## Activity
Could you write out, exactly, every line from the top of the data through the line holding "Exercise. Locate the dried cranberry piece"? Omit the pictures.

## Available data
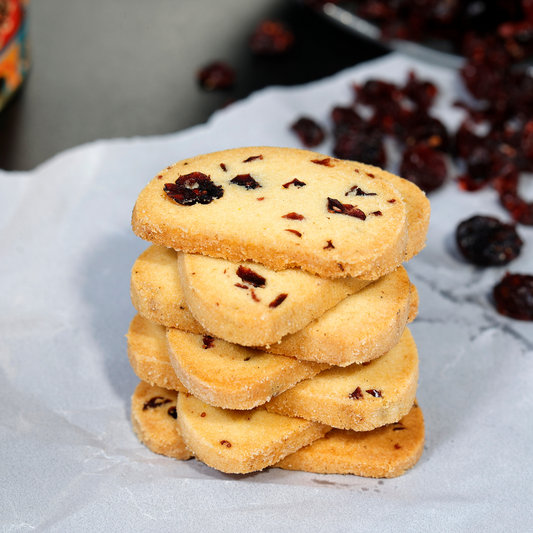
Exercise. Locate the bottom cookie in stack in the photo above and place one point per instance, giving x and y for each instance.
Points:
(292, 429)
(158, 414)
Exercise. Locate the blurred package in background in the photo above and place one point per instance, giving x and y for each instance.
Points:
(14, 47)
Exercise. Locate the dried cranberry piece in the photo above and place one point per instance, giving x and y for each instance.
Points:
(424, 166)
(309, 132)
(513, 296)
(193, 188)
(357, 394)
(486, 241)
(250, 276)
(271, 38)
(296, 182)
(278, 300)
(334, 206)
(253, 158)
(155, 402)
(208, 342)
(246, 181)
(216, 75)
(357, 191)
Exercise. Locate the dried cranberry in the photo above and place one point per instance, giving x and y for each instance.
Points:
(424, 166)
(334, 206)
(310, 133)
(155, 402)
(193, 188)
(271, 38)
(250, 276)
(486, 241)
(246, 181)
(514, 296)
(216, 75)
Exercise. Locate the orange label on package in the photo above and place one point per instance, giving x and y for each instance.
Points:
(14, 50)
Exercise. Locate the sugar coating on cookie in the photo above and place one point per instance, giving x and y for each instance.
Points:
(240, 442)
(280, 207)
(153, 417)
(358, 397)
(232, 376)
(156, 290)
(148, 354)
(251, 305)
(385, 452)
(360, 328)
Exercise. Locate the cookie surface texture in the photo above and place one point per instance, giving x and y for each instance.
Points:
(156, 292)
(231, 376)
(360, 328)
(358, 397)
(384, 452)
(239, 442)
(251, 305)
(153, 417)
(280, 207)
(148, 354)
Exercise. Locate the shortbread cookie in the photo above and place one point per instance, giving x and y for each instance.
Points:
(239, 442)
(153, 416)
(358, 329)
(231, 376)
(280, 207)
(386, 452)
(371, 330)
(418, 210)
(249, 304)
(148, 354)
(156, 291)
(358, 397)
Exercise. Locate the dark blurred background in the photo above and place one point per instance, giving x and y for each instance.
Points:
(122, 68)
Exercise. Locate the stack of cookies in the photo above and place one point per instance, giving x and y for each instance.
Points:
(272, 311)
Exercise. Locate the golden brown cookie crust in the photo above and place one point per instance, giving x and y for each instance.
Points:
(148, 354)
(257, 224)
(240, 442)
(153, 412)
(385, 452)
(358, 397)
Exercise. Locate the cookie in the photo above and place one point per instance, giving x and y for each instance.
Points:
(153, 417)
(358, 397)
(148, 354)
(384, 452)
(239, 442)
(371, 329)
(156, 292)
(279, 207)
(418, 210)
(358, 329)
(251, 305)
(231, 376)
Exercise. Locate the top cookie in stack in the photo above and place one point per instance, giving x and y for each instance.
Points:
(287, 251)
(281, 207)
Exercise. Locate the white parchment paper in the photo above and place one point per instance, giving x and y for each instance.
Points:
(69, 460)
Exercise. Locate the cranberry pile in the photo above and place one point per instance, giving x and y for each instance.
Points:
(452, 21)
(399, 112)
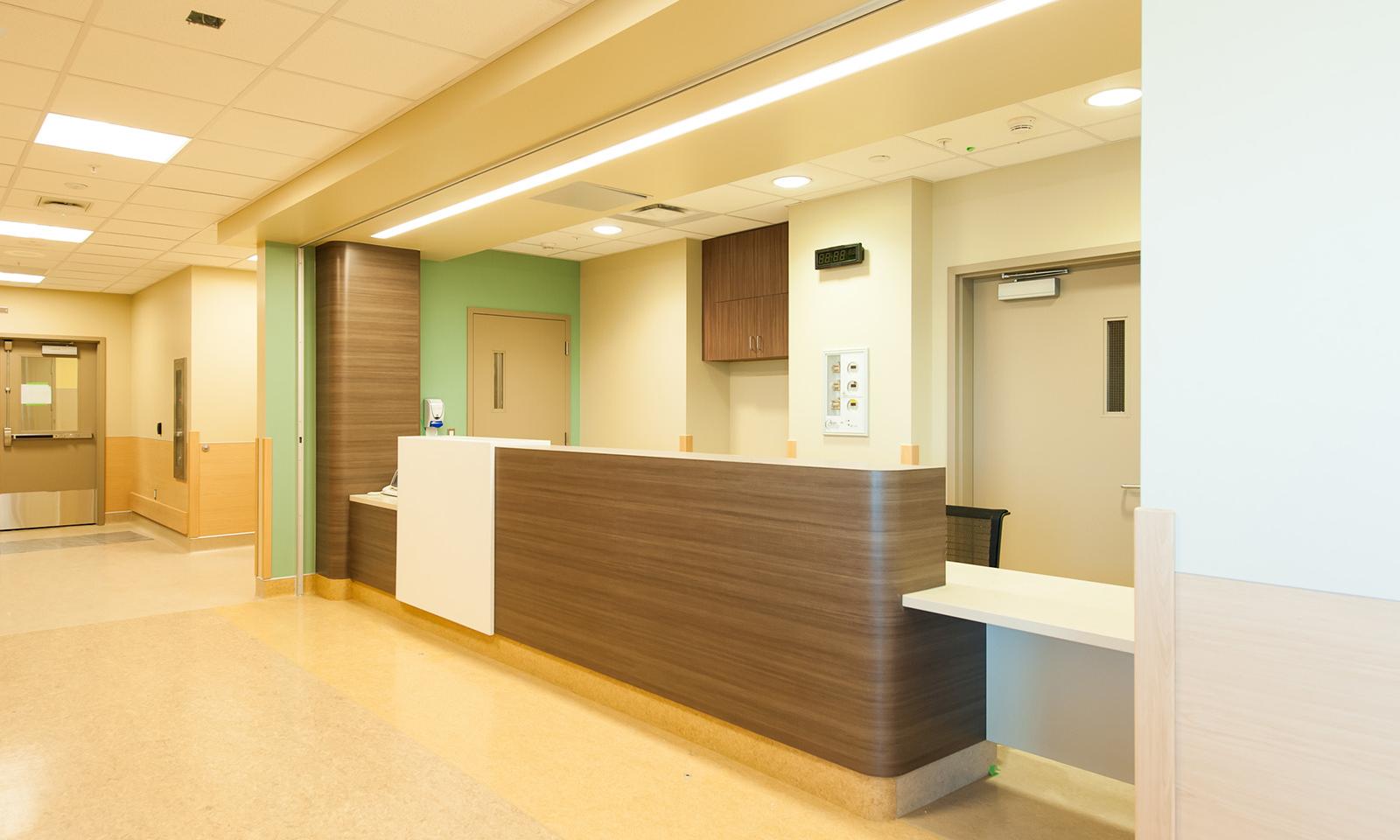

## Answer
Exercise. Locate the bottom cookie in stack in the photo above and place one point per instance, giving x and y for each instance.
Points:
(292, 429)
(158, 414)
Exercise. Locate the blurred package in background in the photo above and place one point per instance, giving x and y for each instance.
Points:
(14, 47)
Exercise. Locate the dried cranberry piece in the photo above and place one point per instance, giving x and y for each instance.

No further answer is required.